Start of DATA ROWS
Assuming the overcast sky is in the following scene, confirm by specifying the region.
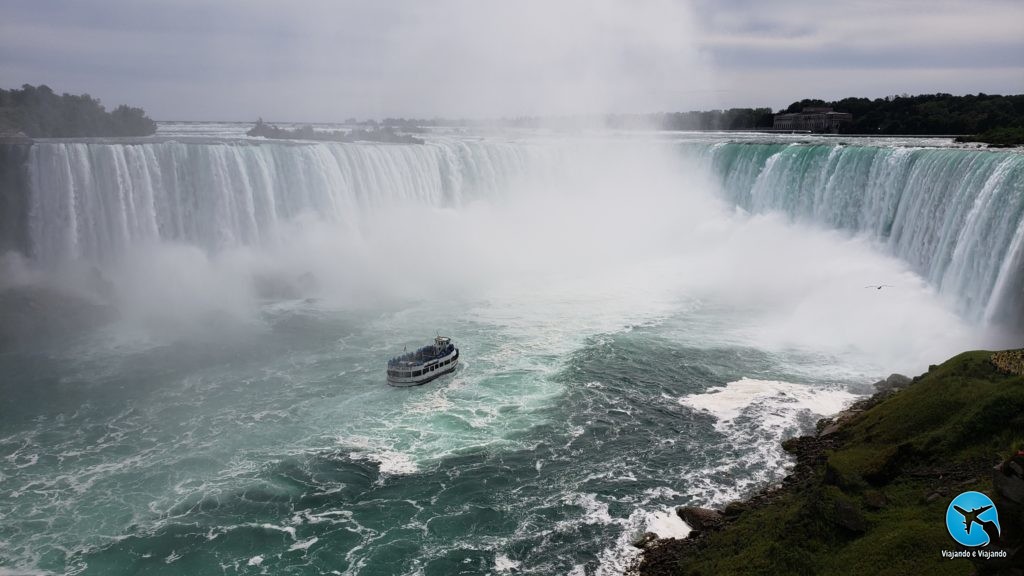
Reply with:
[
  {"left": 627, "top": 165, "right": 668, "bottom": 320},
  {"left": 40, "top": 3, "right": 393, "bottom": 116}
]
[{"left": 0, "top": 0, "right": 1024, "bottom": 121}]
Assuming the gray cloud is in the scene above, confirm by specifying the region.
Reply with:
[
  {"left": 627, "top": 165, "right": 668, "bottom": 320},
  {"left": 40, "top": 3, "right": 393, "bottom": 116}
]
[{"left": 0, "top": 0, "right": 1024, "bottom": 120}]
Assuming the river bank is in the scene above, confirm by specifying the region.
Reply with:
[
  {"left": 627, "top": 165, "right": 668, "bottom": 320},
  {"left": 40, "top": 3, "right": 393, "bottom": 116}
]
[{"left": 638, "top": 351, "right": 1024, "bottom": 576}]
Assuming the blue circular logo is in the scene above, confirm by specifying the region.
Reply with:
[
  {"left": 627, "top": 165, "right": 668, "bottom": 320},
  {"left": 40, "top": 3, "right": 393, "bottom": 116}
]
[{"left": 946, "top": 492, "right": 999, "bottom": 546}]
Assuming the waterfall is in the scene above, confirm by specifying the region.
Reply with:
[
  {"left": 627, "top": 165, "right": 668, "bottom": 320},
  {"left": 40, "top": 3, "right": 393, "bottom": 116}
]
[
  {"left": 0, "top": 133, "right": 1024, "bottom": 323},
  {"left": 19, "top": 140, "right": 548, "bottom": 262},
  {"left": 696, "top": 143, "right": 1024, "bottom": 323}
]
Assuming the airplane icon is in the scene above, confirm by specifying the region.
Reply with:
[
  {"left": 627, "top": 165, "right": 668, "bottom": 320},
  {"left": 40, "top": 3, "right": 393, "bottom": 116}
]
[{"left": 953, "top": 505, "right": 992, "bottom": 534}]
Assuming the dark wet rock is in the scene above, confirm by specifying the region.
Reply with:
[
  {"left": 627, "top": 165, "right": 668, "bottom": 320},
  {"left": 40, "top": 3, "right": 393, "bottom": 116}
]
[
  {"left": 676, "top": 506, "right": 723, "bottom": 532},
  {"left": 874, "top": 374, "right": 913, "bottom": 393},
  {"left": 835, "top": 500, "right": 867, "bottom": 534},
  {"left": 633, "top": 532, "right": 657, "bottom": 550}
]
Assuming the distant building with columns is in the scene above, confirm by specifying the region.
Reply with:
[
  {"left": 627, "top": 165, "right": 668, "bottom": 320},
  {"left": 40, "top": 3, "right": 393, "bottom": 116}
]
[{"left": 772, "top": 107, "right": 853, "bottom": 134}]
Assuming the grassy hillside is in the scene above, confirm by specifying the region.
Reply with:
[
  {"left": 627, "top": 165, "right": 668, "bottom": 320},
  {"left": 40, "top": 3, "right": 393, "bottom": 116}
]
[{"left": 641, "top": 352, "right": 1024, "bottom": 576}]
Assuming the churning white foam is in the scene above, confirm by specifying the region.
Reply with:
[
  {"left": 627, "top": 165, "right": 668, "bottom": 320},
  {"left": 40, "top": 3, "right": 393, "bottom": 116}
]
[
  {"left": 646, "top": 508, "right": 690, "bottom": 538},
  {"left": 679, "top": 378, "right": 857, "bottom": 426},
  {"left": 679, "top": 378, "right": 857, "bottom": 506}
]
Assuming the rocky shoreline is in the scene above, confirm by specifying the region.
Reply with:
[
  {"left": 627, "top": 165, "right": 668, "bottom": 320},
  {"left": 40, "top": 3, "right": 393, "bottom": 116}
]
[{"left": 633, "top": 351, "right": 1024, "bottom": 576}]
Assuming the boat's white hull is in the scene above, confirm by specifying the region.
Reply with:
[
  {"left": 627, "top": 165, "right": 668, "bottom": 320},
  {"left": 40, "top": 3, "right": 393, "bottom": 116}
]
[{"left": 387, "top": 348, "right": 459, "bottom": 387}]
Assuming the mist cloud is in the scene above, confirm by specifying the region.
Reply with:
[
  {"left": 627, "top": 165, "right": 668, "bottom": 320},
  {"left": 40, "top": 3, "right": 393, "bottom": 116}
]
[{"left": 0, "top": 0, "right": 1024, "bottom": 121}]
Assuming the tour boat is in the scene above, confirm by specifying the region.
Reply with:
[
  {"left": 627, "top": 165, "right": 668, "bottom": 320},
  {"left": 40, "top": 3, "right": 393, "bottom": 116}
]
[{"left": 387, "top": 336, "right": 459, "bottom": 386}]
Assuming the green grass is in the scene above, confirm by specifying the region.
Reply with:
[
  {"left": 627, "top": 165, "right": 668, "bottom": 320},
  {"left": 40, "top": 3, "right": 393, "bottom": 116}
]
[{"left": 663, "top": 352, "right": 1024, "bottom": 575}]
End of DATA ROWS
▸ **YOUR GOAL**: Pick out each line in the entries above that contains the string "white", matching case, and copy those lines.

▸ **EXERCISE RESULT**:
Assuming the churning white foam is in the scene above, confirm by specifying the region.
Assuming the boat's white hull is in the scene above, confirm by specifying the region.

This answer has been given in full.